** Exercise details **
Convert the entries below into a JSON list of strings, with one string for each line and blank lines omitted.

** Data listing **
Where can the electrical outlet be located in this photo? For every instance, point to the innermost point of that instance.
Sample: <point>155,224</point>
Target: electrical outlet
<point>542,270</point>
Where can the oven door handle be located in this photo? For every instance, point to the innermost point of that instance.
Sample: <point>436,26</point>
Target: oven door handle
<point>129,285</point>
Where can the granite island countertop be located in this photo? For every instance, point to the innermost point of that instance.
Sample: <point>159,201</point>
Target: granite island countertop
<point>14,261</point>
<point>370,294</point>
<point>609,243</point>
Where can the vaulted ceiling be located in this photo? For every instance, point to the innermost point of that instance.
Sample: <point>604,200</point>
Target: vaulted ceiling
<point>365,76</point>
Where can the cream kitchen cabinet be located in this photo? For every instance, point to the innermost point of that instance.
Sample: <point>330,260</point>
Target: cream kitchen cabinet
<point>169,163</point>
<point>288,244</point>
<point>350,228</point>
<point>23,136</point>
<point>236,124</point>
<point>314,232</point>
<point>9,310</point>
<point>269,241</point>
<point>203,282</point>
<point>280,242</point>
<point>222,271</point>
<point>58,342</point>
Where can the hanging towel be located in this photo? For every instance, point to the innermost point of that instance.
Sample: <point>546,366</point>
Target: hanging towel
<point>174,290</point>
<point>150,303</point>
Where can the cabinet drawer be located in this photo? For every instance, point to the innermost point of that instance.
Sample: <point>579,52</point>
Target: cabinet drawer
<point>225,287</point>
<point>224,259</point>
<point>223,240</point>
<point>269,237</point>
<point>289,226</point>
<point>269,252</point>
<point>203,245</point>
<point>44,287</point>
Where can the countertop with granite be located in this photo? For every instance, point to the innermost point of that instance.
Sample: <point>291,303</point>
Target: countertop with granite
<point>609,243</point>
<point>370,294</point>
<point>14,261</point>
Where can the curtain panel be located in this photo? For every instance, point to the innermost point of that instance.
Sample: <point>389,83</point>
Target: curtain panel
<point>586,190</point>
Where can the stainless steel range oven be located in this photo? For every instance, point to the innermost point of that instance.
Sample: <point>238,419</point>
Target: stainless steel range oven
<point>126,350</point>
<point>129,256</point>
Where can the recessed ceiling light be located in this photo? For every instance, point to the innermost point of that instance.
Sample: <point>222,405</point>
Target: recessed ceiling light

** Result of the task **
[
  "Where can the electrical outlet be located in this photo? For every instance, point to the innermost point of that instance.",
  "Sample: <point>155,224</point>",
  "Target: electrical outlet",
  "<point>542,270</point>",
  "Where can the oven door handle be located in this photo? For every instance, point to the innermost point of that instance.",
  "Sample: <point>436,26</point>",
  "Target: oven door handle",
  "<point>129,285</point>",
  "Where can the granite island countertop be located in this photo? For every instance, point to the innermost point of that instance.",
  "Sample: <point>159,201</point>",
  "Target: granite island countertop",
  "<point>14,261</point>",
  "<point>370,294</point>",
  "<point>609,243</point>",
  "Where can the vaulted ceiling be located in this photo? For every instance, point to the innermost point of that instance.",
  "Sample: <point>604,200</point>",
  "Target: vaulted ceiling",
  "<point>365,76</point>",
  "Where can the cream kitchen cabinet be located in this photo? For every instance, point to the innermost point of that instance.",
  "Sample: <point>330,260</point>",
  "Target: cream kitchen cabinet",
  "<point>169,163</point>",
  "<point>288,244</point>",
  "<point>350,228</point>",
  "<point>23,136</point>",
  "<point>236,124</point>",
  "<point>314,232</point>",
  "<point>9,310</point>",
  "<point>269,241</point>",
  "<point>203,282</point>",
  "<point>280,242</point>",
  "<point>222,271</point>",
  "<point>58,342</point>",
  "Where can the hanging towel be located in this photo? For every instance, point to the innermost point of that instance.",
  "Sample: <point>546,366</point>",
  "Target: hanging towel",
  "<point>174,290</point>",
  "<point>150,303</point>",
  "Where can the cabinet drawer be located in this photo? For every instance, point to the innermost point of that instance.",
  "Sample: <point>579,52</point>",
  "Target: cabinet drawer",
  "<point>225,287</point>",
  "<point>224,259</point>",
  "<point>223,240</point>",
  "<point>269,237</point>",
  "<point>289,226</point>",
  "<point>269,252</point>",
  "<point>203,245</point>",
  "<point>44,287</point>",
  "Where can the countertop with granite be located in this photo? For every instance, point to the innermost point of that instance.",
  "Sample: <point>291,303</point>",
  "Target: countertop with granite",
  "<point>609,243</point>",
  "<point>370,294</point>",
  "<point>14,261</point>",
  "Where can the curtain panel be located in this photo? For every instance, point to the innermost point of that instance.",
  "Sample: <point>389,83</point>",
  "Target: curtain panel",
  "<point>586,190</point>",
  "Where can the stainless steel range oven be located in this photo? For every instance, point to the innermost point of that instance.",
  "Sample: <point>238,419</point>",
  "Target: stainless steel range oven",
  "<point>126,350</point>",
  "<point>129,256</point>",
  "Where can the recessed ceiling light be located in this photo? For every instance, point to the innermost point of that instance.",
  "Sample: <point>222,405</point>",
  "Target: recessed ceiling light"
]